# PROBLEM DETAILS
Your reply should repeat, exactly, the line containing "the lighthouse in" and the rest of the material after it.

# GIVEN RECORDS
━━━━━━━━━━━━━━━━━━━━

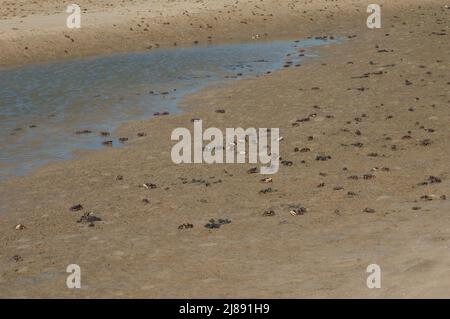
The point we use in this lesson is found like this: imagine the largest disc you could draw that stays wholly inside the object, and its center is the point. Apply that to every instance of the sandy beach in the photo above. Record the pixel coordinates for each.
(365, 156)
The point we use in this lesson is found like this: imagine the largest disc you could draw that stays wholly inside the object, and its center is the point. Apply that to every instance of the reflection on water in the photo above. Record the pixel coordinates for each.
(42, 106)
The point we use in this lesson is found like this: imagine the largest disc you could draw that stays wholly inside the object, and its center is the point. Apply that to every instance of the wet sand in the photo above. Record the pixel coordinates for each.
(377, 108)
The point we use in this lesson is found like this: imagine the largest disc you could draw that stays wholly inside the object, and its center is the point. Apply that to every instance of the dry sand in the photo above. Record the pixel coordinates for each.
(381, 108)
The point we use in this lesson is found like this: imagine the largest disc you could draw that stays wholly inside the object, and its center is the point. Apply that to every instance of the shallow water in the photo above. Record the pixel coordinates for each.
(42, 106)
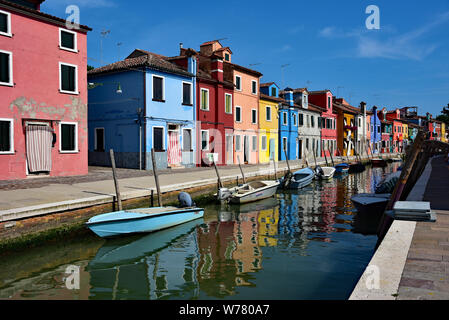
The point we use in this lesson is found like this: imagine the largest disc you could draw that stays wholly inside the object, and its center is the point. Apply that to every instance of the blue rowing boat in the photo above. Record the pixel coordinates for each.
(141, 220)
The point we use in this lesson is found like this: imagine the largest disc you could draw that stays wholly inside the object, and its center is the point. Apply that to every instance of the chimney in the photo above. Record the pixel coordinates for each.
(288, 96)
(216, 68)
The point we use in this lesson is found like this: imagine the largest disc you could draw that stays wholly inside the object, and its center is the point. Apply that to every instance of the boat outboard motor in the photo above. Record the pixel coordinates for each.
(224, 194)
(319, 171)
(185, 200)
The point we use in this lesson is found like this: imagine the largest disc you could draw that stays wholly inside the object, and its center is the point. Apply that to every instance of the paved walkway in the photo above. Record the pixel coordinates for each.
(426, 270)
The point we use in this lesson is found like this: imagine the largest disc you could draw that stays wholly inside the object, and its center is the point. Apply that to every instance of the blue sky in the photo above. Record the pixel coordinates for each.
(325, 43)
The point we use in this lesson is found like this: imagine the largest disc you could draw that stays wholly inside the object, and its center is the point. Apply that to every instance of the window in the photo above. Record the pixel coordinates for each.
(6, 136)
(5, 24)
(204, 140)
(264, 143)
(268, 113)
(238, 83)
(67, 40)
(237, 143)
(228, 103)
(68, 137)
(68, 78)
(6, 68)
(254, 87)
(99, 139)
(158, 139)
(187, 93)
(253, 116)
(238, 114)
(158, 89)
(187, 140)
(204, 99)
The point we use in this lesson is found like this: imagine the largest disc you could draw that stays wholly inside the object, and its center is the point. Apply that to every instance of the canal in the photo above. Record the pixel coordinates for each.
(306, 244)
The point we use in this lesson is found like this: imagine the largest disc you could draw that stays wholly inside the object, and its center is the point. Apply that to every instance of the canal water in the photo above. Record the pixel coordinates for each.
(306, 244)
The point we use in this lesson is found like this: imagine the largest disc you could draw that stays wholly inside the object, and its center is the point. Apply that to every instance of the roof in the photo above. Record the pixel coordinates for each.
(37, 14)
(142, 59)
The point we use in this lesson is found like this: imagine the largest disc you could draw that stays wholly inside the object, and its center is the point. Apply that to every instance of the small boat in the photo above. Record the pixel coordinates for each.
(379, 163)
(371, 203)
(342, 168)
(249, 192)
(300, 179)
(144, 220)
(325, 173)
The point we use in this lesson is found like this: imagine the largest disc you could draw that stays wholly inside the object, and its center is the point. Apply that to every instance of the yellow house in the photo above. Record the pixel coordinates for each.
(268, 122)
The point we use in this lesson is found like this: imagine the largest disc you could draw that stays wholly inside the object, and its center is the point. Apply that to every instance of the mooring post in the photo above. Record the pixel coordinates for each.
(114, 175)
(156, 178)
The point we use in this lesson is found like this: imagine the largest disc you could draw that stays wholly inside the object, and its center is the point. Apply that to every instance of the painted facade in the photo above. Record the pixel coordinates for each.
(268, 122)
(246, 106)
(323, 99)
(43, 118)
(155, 110)
(309, 126)
(215, 107)
(288, 127)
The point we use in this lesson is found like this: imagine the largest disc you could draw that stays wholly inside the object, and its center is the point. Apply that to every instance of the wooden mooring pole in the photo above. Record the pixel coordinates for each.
(156, 178)
(114, 175)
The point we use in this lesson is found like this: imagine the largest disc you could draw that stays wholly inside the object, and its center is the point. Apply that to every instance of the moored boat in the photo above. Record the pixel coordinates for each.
(249, 192)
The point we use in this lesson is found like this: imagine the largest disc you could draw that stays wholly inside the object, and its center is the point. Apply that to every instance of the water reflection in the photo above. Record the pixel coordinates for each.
(305, 244)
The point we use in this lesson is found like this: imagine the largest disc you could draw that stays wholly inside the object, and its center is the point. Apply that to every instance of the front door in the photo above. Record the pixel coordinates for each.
(174, 147)
(39, 141)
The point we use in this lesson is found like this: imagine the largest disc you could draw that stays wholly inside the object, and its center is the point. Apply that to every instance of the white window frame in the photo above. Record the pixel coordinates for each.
(163, 137)
(11, 136)
(75, 40)
(11, 79)
(201, 99)
(240, 108)
(152, 86)
(191, 92)
(238, 146)
(261, 143)
(254, 81)
(235, 80)
(268, 112)
(253, 110)
(104, 139)
(76, 137)
(8, 21)
(208, 140)
(76, 92)
(228, 94)
(191, 139)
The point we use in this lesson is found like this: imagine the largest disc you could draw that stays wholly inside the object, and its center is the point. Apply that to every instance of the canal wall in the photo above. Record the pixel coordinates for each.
(382, 276)
(24, 226)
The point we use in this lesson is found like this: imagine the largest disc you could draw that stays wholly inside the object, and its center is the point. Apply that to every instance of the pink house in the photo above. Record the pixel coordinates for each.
(43, 93)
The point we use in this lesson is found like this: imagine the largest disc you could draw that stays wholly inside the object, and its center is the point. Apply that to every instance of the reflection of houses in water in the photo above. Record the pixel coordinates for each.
(268, 227)
(247, 254)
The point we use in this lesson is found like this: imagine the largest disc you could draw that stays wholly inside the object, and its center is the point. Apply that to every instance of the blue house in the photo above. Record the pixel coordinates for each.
(143, 102)
(288, 127)
(376, 134)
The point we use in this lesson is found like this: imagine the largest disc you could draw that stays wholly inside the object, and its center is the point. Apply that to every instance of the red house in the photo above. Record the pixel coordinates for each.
(323, 99)
(43, 93)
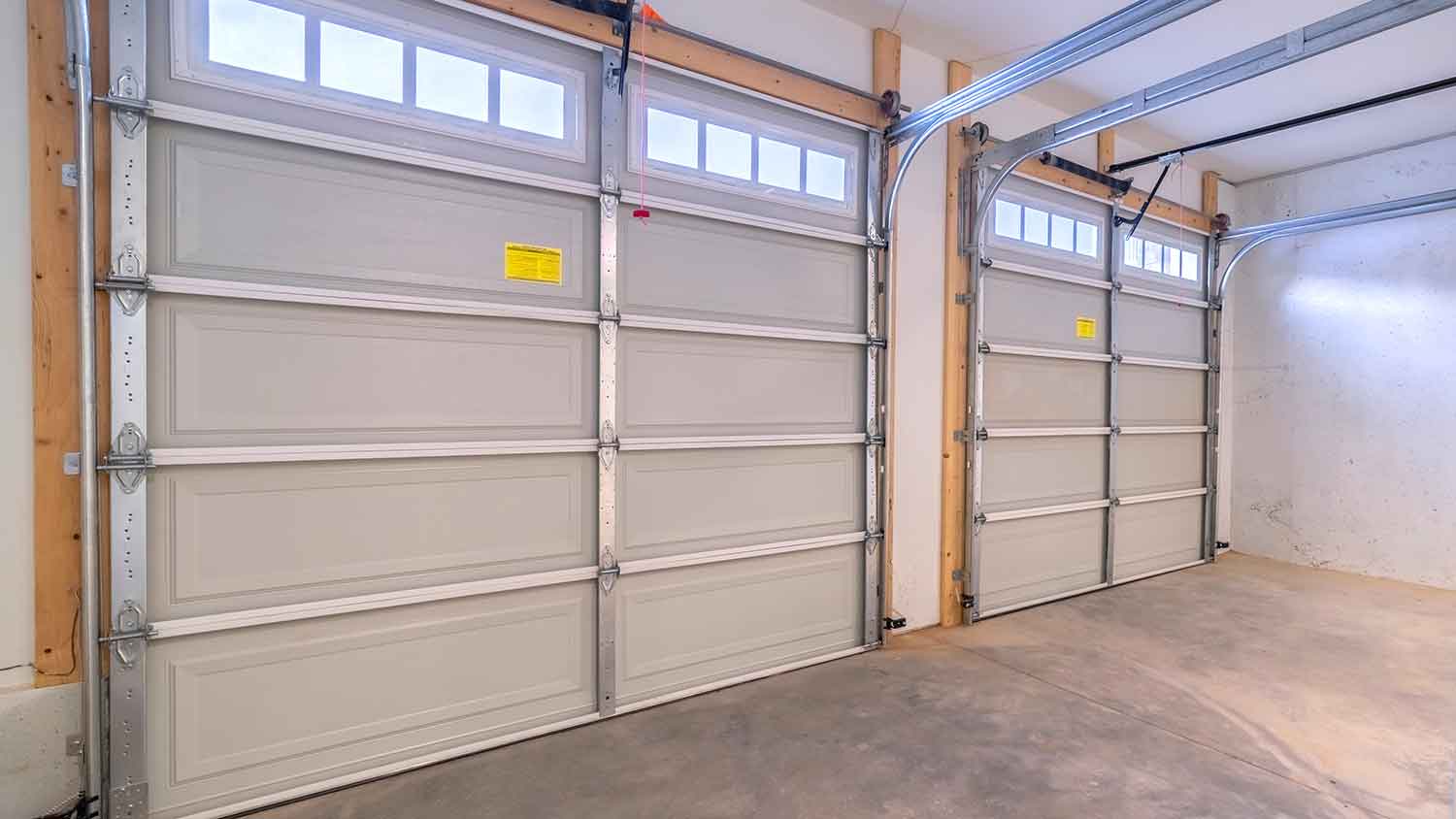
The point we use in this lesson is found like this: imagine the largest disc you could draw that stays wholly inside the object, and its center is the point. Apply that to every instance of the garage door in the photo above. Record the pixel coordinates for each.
(1088, 466)
(421, 442)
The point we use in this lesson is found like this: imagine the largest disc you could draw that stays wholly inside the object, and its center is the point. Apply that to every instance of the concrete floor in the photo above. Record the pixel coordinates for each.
(1245, 688)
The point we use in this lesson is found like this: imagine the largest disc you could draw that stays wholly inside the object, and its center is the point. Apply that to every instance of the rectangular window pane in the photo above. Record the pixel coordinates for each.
(1063, 232)
(1153, 256)
(1133, 252)
(1036, 226)
(451, 84)
(1190, 267)
(778, 163)
(824, 175)
(1008, 218)
(1086, 239)
(672, 139)
(730, 151)
(536, 105)
(255, 37)
(361, 63)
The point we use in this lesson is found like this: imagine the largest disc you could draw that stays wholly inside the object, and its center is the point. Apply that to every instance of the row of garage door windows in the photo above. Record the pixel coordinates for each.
(273, 40)
(1042, 229)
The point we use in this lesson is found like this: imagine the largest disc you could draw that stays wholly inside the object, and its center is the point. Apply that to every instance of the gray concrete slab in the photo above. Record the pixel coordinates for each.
(1245, 688)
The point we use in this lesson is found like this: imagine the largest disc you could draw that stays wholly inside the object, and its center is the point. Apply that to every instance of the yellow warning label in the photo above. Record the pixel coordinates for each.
(532, 264)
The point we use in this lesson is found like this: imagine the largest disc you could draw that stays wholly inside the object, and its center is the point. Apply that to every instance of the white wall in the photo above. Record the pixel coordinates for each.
(1341, 367)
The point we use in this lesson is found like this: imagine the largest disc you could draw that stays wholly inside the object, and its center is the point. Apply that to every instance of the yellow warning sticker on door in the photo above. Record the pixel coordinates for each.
(532, 264)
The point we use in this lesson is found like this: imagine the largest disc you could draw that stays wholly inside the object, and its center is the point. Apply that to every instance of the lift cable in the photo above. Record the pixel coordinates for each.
(1284, 125)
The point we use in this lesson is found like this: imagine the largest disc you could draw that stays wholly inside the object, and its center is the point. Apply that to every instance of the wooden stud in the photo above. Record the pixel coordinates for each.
(954, 367)
(885, 76)
(54, 335)
(1106, 148)
(686, 52)
(1210, 192)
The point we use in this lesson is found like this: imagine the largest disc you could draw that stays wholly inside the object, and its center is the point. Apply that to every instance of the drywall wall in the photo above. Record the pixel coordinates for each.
(1341, 375)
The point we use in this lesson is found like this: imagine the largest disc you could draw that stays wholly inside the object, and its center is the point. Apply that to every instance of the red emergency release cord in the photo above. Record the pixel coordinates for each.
(643, 213)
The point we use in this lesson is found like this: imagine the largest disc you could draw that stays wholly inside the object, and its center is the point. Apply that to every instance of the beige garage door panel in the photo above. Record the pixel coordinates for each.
(1021, 473)
(705, 384)
(236, 537)
(1158, 396)
(1158, 463)
(261, 710)
(236, 373)
(678, 502)
(1159, 329)
(696, 268)
(1042, 313)
(241, 209)
(1044, 392)
(1037, 557)
(1158, 536)
(684, 627)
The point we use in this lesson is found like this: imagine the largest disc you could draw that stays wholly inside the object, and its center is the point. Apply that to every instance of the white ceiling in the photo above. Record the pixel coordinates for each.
(987, 34)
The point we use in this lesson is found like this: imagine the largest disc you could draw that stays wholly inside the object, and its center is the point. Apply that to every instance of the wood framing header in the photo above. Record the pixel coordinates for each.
(686, 52)
(1161, 209)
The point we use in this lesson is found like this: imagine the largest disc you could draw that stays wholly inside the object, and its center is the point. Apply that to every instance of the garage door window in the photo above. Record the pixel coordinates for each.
(331, 55)
(1156, 258)
(1031, 226)
(713, 148)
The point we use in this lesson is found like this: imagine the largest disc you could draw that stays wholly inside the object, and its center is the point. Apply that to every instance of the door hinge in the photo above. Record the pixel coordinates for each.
(608, 571)
(128, 801)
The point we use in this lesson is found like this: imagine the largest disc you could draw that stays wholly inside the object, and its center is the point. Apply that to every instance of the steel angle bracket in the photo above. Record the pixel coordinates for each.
(127, 104)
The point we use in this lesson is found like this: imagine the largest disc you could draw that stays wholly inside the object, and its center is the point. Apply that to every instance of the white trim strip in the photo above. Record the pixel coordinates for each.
(191, 285)
(1044, 510)
(1164, 363)
(739, 217)
(1040, 601)
(367, 148)
(1158, 496)
(1045, 431)
(1159, 296)
(398, 767)
(743, 678)
(742, 553)
(731, 329)
(213, 623)
(1156, 572)
(201, 455)
(521, 23)
(1047, 352)
(1045, 274)
(737, 441)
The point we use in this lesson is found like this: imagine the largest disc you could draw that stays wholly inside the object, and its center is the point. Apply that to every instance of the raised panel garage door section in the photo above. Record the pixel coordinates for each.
(1088, 393)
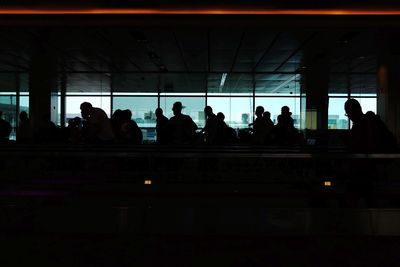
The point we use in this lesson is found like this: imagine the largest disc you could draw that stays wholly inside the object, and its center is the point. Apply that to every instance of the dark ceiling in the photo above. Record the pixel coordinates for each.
(191, 59)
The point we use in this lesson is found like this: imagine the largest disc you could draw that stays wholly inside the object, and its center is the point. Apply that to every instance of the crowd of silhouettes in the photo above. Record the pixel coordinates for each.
(368, 133)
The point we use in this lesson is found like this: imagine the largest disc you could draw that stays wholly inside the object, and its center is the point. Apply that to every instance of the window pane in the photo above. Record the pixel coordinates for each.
(336, 117)
(367, 104)
(142, 109)
(230, 83)
(73, 104)
(132, 82)
(194, 107)
(184, 83)
(88, 83)
(274, 105)
(8, 106)
(237, 110)
(277, 84)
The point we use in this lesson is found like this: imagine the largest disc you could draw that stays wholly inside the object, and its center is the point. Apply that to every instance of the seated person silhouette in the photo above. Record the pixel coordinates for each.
(284, 132)
(211, 128)
(368, 133)
(161, 126)
(226, 133)
(97, 128)
(24, 130)
(5, 129)
(181, 129)
(129, 132)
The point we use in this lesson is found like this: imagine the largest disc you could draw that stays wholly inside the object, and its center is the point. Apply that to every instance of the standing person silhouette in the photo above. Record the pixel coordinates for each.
(24, 130)
(161, 127)
(367, 135)
(98, 128)
(211, 128)
(181, 128)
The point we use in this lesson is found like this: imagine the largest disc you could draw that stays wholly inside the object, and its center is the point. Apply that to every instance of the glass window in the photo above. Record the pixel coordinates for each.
(142, 108)
(237, 110)
(8, 106)
(336, 113)
(88, 83)
(73, 104)
(274, 105)
(132, 82)
(230, 83)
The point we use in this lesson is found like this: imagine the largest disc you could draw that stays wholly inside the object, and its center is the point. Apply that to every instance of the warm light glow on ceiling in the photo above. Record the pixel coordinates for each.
(128, 11)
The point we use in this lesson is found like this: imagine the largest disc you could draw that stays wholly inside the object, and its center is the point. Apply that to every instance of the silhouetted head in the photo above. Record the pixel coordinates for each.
(86, 107)
(267, 115)
(220, 116)
(177, 108)
(126, 115)
(117, 114)
(353, 110)
(159, 112)
(259, 111)
(208, 110)
(279, 118)
(23, 115)
(285, 111)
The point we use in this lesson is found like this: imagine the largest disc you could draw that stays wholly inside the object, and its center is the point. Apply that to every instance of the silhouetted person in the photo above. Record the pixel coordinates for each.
(267, 118)
(75, 130)
(260, 127)
(286, 117)
(284, 132)
(129, 132)
(228, 133)
(5, 129)
(24, 130)
(116, 121)
(161, 127)
(368, 133)
(211, 128)
(97, 128)
(181, 128)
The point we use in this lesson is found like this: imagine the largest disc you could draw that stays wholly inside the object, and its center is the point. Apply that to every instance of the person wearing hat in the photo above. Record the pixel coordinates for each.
(181, 129)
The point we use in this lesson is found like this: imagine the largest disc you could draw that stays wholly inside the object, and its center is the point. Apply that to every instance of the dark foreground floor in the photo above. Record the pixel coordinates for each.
(90, 250)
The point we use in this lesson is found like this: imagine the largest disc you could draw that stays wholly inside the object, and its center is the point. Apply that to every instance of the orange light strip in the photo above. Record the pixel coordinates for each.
(197, 12)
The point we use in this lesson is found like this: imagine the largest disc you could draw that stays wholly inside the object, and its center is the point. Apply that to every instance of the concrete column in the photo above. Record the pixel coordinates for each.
(388, 81)
(42, 82)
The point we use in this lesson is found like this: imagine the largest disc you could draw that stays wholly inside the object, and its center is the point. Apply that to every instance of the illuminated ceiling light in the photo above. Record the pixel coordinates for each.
(221, 84)
(283, 85)
(136, 11)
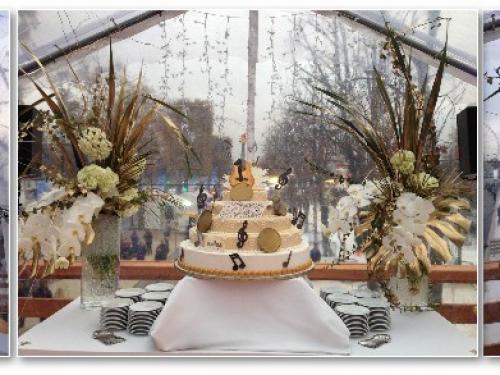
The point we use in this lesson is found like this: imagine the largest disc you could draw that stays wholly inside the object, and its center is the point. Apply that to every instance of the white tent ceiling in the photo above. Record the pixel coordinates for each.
(184, 56)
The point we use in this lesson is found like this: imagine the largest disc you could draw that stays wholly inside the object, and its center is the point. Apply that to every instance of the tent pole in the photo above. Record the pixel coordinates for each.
(253, 47)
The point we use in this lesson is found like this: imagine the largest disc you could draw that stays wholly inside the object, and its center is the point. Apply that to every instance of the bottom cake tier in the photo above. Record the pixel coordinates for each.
(229, 264)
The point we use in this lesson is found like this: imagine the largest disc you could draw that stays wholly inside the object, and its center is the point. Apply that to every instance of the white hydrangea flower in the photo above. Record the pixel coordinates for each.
(362, 194)
(94, 144)
(95, 177)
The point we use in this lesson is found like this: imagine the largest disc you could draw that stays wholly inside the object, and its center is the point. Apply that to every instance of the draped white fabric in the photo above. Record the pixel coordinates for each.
(221, 317)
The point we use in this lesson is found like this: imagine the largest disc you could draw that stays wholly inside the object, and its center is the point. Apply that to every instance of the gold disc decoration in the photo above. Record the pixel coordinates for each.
(269, 240)
(241, 192)
(204, 221)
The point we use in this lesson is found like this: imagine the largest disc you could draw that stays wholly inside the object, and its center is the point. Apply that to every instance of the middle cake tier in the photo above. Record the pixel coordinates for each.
(228, 240)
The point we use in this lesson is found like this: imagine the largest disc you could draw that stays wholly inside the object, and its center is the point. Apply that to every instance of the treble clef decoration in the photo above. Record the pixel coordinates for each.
(242, 235)
(201, 199)
(283, 179)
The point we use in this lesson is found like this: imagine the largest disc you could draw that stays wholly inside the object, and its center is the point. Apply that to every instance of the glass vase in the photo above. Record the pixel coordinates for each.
(410, 296)
(101, 263)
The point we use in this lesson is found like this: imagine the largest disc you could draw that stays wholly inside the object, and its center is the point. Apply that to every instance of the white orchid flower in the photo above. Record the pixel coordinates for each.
(70, 246)
(76, 230)
(26, 248)
(84, 209)
(48, 198)
(48, 248)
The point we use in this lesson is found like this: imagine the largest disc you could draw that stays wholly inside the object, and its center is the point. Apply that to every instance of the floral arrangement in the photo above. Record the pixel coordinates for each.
(414, 207)
(102, 156)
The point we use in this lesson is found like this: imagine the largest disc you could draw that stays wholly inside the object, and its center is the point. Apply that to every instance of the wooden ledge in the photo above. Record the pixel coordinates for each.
(165, 270)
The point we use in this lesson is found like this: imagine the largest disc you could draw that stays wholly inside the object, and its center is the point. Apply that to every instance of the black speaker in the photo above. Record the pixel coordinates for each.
(467, 140)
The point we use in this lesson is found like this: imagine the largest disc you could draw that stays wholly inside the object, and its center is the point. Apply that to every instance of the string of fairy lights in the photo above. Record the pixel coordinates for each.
(293, 47)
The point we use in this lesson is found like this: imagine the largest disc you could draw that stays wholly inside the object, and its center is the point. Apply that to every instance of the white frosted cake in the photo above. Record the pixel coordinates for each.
(245, 238)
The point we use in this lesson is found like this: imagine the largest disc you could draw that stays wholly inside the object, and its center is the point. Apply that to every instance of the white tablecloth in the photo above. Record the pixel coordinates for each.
(276, 316)
(69, 333)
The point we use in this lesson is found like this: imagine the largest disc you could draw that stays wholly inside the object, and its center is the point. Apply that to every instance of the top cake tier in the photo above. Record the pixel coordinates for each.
(259, 195)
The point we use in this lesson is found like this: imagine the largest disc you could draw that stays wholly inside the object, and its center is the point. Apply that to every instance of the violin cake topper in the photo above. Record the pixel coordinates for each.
(242, 235)
(242, 169)
(204, 221)
(298, 218)
(279, 208)
(201, 199)
(283, 179)
(241, 192)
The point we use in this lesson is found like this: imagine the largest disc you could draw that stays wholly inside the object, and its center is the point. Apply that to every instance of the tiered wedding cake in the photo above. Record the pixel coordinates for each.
(245, 235)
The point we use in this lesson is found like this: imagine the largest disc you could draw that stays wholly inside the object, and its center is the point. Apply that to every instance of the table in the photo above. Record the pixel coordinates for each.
(68, 333)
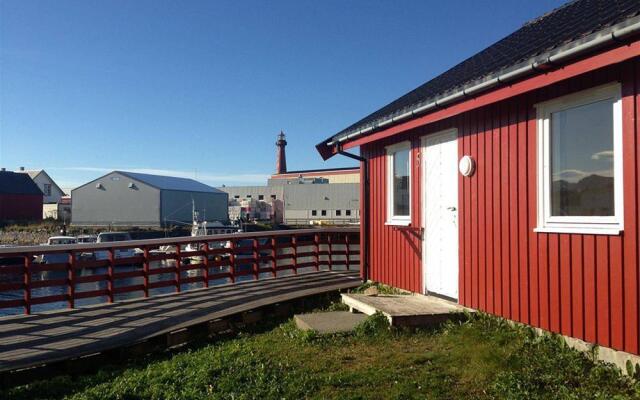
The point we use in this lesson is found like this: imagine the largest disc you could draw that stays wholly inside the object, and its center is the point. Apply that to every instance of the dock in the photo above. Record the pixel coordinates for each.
(34, 340)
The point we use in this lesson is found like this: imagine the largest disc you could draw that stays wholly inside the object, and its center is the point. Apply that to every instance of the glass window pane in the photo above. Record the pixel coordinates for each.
(401, 183)
(582, 160)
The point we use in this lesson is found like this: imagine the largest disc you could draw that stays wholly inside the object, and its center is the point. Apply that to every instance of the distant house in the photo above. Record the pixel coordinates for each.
(20, 198)
(123, 198)
(50, 190)
(60, 211)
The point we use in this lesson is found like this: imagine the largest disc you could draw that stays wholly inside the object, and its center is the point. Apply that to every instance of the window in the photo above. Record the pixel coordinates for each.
(580, 162)
(399, 184)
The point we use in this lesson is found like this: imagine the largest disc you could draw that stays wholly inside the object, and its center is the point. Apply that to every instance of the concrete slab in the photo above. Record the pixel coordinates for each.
(406, 310)
(329, 322)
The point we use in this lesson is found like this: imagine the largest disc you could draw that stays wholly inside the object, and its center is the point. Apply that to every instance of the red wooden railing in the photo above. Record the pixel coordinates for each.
(169, 264)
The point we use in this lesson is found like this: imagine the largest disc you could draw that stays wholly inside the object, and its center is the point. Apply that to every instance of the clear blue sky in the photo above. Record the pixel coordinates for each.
(201, 88)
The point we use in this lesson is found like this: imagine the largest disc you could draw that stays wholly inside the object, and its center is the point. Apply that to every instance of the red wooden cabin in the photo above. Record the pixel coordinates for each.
(20, 198)
(510, 183)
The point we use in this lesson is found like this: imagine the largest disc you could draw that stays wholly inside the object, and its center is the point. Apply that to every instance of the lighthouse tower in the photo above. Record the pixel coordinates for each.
(281, 158)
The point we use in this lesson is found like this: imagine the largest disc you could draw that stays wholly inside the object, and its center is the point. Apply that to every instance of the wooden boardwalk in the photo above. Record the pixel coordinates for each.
(35, 340)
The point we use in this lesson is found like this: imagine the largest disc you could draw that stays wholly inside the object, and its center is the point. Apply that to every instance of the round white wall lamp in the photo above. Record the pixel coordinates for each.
(467, 166)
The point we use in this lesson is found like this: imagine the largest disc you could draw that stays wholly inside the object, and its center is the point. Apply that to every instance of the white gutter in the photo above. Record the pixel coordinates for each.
(570, 50)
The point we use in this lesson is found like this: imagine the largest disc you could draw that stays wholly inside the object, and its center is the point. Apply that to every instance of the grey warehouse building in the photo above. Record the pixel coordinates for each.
(123, 198)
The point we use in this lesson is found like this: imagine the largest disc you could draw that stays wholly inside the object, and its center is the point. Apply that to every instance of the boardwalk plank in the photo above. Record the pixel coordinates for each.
(33, 340)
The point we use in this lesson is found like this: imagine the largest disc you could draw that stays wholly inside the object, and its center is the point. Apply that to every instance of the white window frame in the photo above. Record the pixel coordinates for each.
(604, 225)
(403, 220)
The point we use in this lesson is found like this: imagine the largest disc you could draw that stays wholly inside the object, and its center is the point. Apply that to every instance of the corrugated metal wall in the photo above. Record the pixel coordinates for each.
(585, 286)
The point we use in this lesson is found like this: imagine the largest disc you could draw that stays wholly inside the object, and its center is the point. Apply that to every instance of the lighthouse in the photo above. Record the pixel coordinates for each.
(281, 158)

━━━━━━━━━━━━━━━━━━━━

# COMPLETED EXERCISE
The point we use in this lesson is found like this: imagine the largest disc you could draw that stays wholly inside the object, and its center is the point. Apply that to every instance of the lighthouse in the photo above. Record the pixel coordinates for each.
(281, 158)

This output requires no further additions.